* [Required task] Convert every line of the items below into a JSON list of strings, one string per line, with blank lines left out.

>> BEGIN Material for the task

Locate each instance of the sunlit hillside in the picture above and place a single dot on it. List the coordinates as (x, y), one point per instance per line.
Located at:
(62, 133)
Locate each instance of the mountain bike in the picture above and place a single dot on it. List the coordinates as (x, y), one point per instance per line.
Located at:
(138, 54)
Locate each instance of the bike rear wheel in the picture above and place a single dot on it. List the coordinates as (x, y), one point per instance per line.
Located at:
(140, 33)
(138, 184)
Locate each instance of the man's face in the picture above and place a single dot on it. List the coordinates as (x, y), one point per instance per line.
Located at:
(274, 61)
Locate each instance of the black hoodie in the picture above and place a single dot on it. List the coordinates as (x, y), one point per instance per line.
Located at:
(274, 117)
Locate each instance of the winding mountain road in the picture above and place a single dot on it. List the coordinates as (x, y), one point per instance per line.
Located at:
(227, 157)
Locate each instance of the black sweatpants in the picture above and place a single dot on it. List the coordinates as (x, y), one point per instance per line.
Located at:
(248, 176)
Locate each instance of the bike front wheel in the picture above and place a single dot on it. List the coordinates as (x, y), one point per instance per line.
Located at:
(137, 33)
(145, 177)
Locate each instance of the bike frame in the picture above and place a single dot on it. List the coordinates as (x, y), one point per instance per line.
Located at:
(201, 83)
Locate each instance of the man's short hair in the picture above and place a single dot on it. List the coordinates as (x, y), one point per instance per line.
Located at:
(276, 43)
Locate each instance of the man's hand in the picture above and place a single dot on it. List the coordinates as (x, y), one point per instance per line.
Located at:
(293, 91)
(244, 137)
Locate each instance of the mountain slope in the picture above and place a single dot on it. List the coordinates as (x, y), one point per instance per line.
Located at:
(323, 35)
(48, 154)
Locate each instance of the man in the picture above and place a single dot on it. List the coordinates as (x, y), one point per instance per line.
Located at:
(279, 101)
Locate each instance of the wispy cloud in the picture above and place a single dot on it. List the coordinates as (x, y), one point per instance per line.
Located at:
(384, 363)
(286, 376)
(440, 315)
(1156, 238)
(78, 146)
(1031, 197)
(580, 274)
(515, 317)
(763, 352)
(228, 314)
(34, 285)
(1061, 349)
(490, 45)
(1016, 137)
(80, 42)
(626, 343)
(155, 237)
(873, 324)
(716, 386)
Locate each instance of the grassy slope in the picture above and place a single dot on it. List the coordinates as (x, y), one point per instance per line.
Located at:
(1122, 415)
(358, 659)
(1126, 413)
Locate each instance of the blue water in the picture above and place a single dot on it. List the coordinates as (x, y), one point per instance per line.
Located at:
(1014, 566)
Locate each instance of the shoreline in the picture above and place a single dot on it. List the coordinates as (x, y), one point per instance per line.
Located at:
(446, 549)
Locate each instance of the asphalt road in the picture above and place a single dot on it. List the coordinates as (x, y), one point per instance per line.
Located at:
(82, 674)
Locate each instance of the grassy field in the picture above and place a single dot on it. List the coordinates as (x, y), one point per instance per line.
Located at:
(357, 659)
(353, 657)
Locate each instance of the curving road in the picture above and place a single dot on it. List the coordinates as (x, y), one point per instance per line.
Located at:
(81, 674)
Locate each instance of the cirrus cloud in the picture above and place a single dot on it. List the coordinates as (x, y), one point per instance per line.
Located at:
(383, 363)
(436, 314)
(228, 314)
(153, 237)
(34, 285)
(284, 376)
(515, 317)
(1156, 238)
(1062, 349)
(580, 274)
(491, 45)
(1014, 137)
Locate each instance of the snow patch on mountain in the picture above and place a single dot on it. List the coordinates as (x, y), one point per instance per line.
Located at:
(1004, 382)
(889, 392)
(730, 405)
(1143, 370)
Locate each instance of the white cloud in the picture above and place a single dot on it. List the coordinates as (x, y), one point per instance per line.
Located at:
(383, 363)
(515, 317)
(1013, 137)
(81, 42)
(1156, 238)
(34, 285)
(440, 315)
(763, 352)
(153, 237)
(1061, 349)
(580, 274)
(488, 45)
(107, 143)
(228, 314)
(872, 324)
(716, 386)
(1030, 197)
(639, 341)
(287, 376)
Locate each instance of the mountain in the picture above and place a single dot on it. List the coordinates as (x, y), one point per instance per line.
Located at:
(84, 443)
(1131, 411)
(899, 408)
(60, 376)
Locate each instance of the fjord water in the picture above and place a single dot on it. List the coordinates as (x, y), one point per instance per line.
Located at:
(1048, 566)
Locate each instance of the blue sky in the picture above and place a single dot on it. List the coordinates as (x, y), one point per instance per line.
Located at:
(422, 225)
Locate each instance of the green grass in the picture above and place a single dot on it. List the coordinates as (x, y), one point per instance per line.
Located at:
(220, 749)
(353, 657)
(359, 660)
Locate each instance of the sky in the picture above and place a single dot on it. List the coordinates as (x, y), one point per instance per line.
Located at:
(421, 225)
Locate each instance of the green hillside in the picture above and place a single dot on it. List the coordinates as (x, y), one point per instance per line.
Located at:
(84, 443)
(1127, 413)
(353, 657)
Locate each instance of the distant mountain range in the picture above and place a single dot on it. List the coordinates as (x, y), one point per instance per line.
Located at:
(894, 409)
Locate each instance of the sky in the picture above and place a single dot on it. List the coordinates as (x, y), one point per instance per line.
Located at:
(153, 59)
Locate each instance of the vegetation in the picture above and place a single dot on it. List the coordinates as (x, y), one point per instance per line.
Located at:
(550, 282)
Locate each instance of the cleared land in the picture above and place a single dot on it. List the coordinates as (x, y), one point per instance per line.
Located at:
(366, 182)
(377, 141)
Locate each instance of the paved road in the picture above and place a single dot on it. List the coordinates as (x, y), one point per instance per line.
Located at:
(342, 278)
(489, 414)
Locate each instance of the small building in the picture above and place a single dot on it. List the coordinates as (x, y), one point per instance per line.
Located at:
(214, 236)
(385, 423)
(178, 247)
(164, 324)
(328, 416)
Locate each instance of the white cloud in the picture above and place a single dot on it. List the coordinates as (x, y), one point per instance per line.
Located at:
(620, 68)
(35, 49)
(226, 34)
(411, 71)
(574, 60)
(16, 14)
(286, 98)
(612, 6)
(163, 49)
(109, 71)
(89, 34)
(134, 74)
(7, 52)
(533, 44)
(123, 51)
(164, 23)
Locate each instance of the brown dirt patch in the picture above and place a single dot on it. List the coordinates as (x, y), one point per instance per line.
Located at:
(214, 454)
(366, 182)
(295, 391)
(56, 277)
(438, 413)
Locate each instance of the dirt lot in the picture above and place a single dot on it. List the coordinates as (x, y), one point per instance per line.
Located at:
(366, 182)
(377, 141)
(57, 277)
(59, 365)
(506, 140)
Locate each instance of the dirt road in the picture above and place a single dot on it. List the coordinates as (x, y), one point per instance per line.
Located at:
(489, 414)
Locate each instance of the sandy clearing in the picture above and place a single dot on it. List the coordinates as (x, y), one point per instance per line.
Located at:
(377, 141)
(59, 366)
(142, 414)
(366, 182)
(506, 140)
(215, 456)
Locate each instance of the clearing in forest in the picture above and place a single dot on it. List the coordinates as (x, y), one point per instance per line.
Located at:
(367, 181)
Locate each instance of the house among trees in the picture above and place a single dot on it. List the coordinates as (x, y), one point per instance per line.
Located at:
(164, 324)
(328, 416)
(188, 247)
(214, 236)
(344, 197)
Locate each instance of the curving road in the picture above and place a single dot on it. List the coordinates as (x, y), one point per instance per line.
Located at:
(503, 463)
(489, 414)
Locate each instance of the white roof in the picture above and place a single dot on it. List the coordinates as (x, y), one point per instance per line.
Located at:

>> END Material for the task

* [Worked solution]
[
  "Locate each instance of the sunlit hillside in the picture above and place a single dot on it. List the coordinates as (x, y), one point per instance per line.",
  "Located at:",
  "(62, 133)",
  "Locate each instance of the mountain bike in the picture above and place a single dot on it. List the coordinates as (x, y), one point per instance per line.",
  "Located at:",
  "(138, 54)",
  "Locate each instance of the bike rear wheel in the picture above and place a single dot on it. List the coordinates as (x, y), one point per instance per line.",
  "Located at:",
  "(140, 33)",
  "(138, 184)",
  "Locate each instance of the man's face in the picture above and place a single dot on it. List the coordinates as (x, y), one point per instance per line.",
  "Located at:",
  "(274, 61)",
  "Locate each instance of the black hoodie in the picture above and place a single dot on it. List the coordinates as (x, y), one point per instance per line.",
  "Located at:",
  "(274, 117)",
  "Locate each instance of the winding mountain road in the picture above and place a single dot on it. List the coordinates as (x, y), one point per instance per line.",
  "Located at:",
  "(227, 157)",
  "Locate each instance of the black sweatpants in the picture above and place a single dot on it. List the coordinates as (x, y), one point per instance per line.",
  "Located at:",
  "(248, 176)",
  "Locate each instance of the bike front wheel in the picture above and place a single dot on it. List the coordinates as (x, y), one point per instance per line.",
  "Located at:",
  "(137, 33)",
  "(145, 177)",
  "Locate each instance of the bike frame in the picture above and place a single dot on it. List the coordinates as (x, y), one point per instance per line.",
  "Located at:",
  "(201, 83)",
  "Locate each instance of the man's short hair in the picture above and place a single dot on it. List the coordinates as (x, y), one point per instance per line.",
  "Located at:",
  "(276, 43)",
  "Locate each instance of the man's hand in the picture above and place a single dot on it. List the coordinates as (x, y), one point per instance per line.",
  "Located at:",
  "(293, 91)",
  "(244, 137)",
  "Locate each instance of the mountain slope in the picture above and place a single dot on it. List the coordinates as (x, y), one point per instance per line.",
  "Located at:",
  "(323, 35)",
  "(48, 154)",
  "Locate each instance of the man in the picture above and place a single dot on it. List the coordinates as (x, y), one point per instance per line.",
  "Located at:",
  "(279, 101)",
  "Locate each instance of the wispy cloud in the picture above and place a single dot on it. List the coordinates as (x, y), one point per instance per line.",
  "Located at:",
  "(384, 363)",
  "(286, 376)",
  "(440, 315)",
  "(1156, 238)",
  "(78, 146)",
  "(1031, 197)",
  "(580, 274)",
  "(515, 317)",
  "(763, 352)",
  "(228, 314)",
  "(34, 285)",
  "(1061, 349)",
  "(490, 45)",
  "(1016, 137)",
  "(80, 42)",
  "(626, 343)",
  "(155, 237)",
  "(873, 324)",
  "(716, 386)",
  "Locate each instance of the grassy slope in the picture above and place a single dot on it. List the coordinates as (x, y), one point per instance per line.",
  "Located at:",
  "(1122, 415)",
  "(358, 659)",
  "(1126, 413)",
  "Locate each instance of the blue water in the picture above and place a single dot on it. List the coordinates as (x, y), one point per instance per line.",
  "Located at:",
  "(1014, 566)",
  "Locate each instance of the shoreline in the picture above and place a single dot on it. List the coordinates as (x, y), one point per instance per line.",
  "Located at:",
  "(446, 549)",
  "Locate each instance of the asphalt road in the picture above and place a single dot on it. List the coordinates as (x, y), one point per instance per line.",
  "Located at:",
  "(82, 674)",
  "Locate each instance of the grassy field in the picture above and place a single dot on it. List the coordinates as (x, y), one point per instance per line.",
  "Located at:",
  "(357, 659)",
  "(353, 657)",
  "Locate each instance of the curving road in the picture above and place a single dot on it. List the coordinates as (x, y), one point per instance per line.",
  "Located at:",
  "(81, 674)",
  "Locate each instance of the cirrus cloud in the picture above and place a single dot on it. List the coordinates as (x, y), one point per instance per line.",
  "Located at:",
  "(383, 363)",
  "(436, 314)",
  "(228, 314)",
  "(153, 237)",
  "(34, 285)",
  "(284, 376)",
  "(515, 317)",
  "(1156, 238)",
  "(1062, 349)",
  "(580, 274)",
  "(491, 45)",
  "(1014, 137)",
  "Locate each instance of the snow patch on mountain in the picture above and place a single dot on it. List the coordinates as (x, y), one point per instance per line.",
  "Located at:",
  "(1004, 382)",
  "(889, 392)",
  "(730, 405)",
  "(1143, 370)",
  "Locate each instance of the white cloud in the picture above and place a single dot on it. List the coordinates as (x, y), one point per instance per line.",
  "Located at:",
  "(383, 363)",
  "(515, 317)",
  "(1013, 137)",
  "(81, 42)",
  "(1156, 238)",
  "(34, 285)",
  "(440, 315)",
  "(763, 352)",
  "(153, 237)",
  "(1061, 349)",
  "(580, 274)",
  "(488, 45)",
  "(107, 143)",
  "(228, 314)",
  "(872, 324)",
  "(716, 386)",
  "(1030, 197)",
  "(639, 341)",
  "(287, 376)",
  "Locate each instance of the mountain in the picture above and place a single dot on it. List the coordinates as (x, y), one point per instance per line.",
  "Located at:",
  "(84, 443)",
  "(1131, 411)",
  "(899, 408)",
  "(60, 376)",
  "Locate each instance of the fjord water in the picture above and place a single dot on it. List the coordinates as (x, y), one point per instance per line.",
  "Located at:",
  "(1048, 566)",
  "Locate each instance of the blue sky in the picture above and place a single dot on it. List the coordinates as (x, y), one point per instance per line.",
  "Located at:",
  "(422, 225)",
  "Locate each instance of the green grass in the picture above and place a single dot on it. List the coordinates as (x, y), one point per instance per line.",
  "Located at:",
  "(220, 749)",
  "(353, 657)",
  "(359, 660)",
  "Locate each instance of the sky in the picture above and place a single dot on it. List the coordinates as (x, y), one point per instance per line.",
  "Located at:",
  "(421, 225)",
  "Locate each instance of the green hillside in the picture above and place a single dot on it. List the coordinates as (x, y), one point per instance per line.",
  "Located at:",
  "(84, 443)",
  "(1127, 413)",
  "(353, 657)",
  "Locate each instance of the distant mountain range in the picture above and place a single dot on it. List the coordinates as (x, y), one point per instance per line.",
  "Located at:",
  "(894, 409)",
  "Locate each instance of the sky in the picture above and place a single dot on it. List the coordinates as (x, y), one point per instance per line.",
  "Located at:",
  "(153, 59)",
  "Locate each instance of the vegetation in the picture above and place a single dot on it. List the coordinates as (x, y), one point per instance per line.",
  "Located at:",
  "(550, 282)",
  "Locate each instance of the cleared land in the picture above and place a single dot on it. List the coordinates as (x, y), one point per instance per line.",
  "Located at:",
  "(366, 182)",
  "(377, 141)",
  "Locate each instance of the paved road in the picture above and place a single dot on it. List the coordinates as (x, y), one point per instance per line.",
  "Located at:",
  "(342, 278)",
  "(489, 414)",
  "Locate each instance of the small building in the picture above and place a single dot on it. List the coordinates as (x, y), one point per instance per line.",
  "Located at:",
  "(214, 236)",
  "(385, 423)",
  "(178, 247)",
  "(164, 324)",
  "(328, 416)",
  "Locate each instance of the white cloud in the picture above and place a single dot on it. List the coordinates as (x, y), one point per instance per line.",
  "Located at:",
  "(620, 68)",
  "(35, 49)",
  "(226, 34)",
  "(411, 71)",
  "(574, 60)",
  "(16, 14)",
  "(286, 98)",
  "(612, 6)",
  "(163, 49)",
  "(109, 71)",
  "(89, 34)",
  "(134, 74)",
  "(7, 52)",
  "(533, 44)",
  "(123, 51)",
  "(164, 23)",
  "Locate each instance of the brown dirt patch in the picture above and place a single dot on it. List the coordinates as (x, y), one point per instance per line.",
  "Located at:",
  "(214, 454)",
  "(366, 182)",
  "(295, 391)",
  "(56, 277)",
  "(438, 413)",
  "Locate each instance of the dirt lot in the picture above and place a single dot on it. List the coordinates as (x, y), one point per instance per line.",
  "Located at:",
  "(366, 182)",
  "(377, 141)",
  "(57, 277)",
  "(59, 365)",
  "(506, 140)",
  "Locate each instance of the dirt road in the picture above and place a single dot on it. List the coordinates as (x, y), one point per instance per line.",
  "Located at:",
  "(489, 414)",
  "Locate each instance of the sandy clearing in the picture above and place a single dot on it. List the coordinates as (x, y), one point per instance per line.",
  "Located at:",
  "(377, 141)",
  "(59, 366)",
  "(142, 414)",
  "(366, 182)",
  "(506, 140)",
  "(215, 456)",
  "Locate each instance of the clearing in forest in the picture above and place a single dot on it. List the coordinates as (x, y), one point per instance per line.",
  "Located at:",
  "(367, 181)",
  "Locate each instance of the house among trees in the picture above and place a single dot on it. List the coordinates as (x, y), one point per instance per line.",
  "Located at:",
  "(164, 324)",
  "(328, 416)",
  "(188, 247)",
  "(214, 236)",
  "(344, 197)",
  "Locate each instance of the curving road in the picture above and place a single dot on it. List the coordinates as (x, y), one point per instance per line.",
  "Located at:",
  "(503, 463)",
  "(489, 414)",
  "Locate each instance of the white roof in the picture above and place a single dot on it. List the coordinates as (x, y), one point per instance per line.",
  "Located at:"
]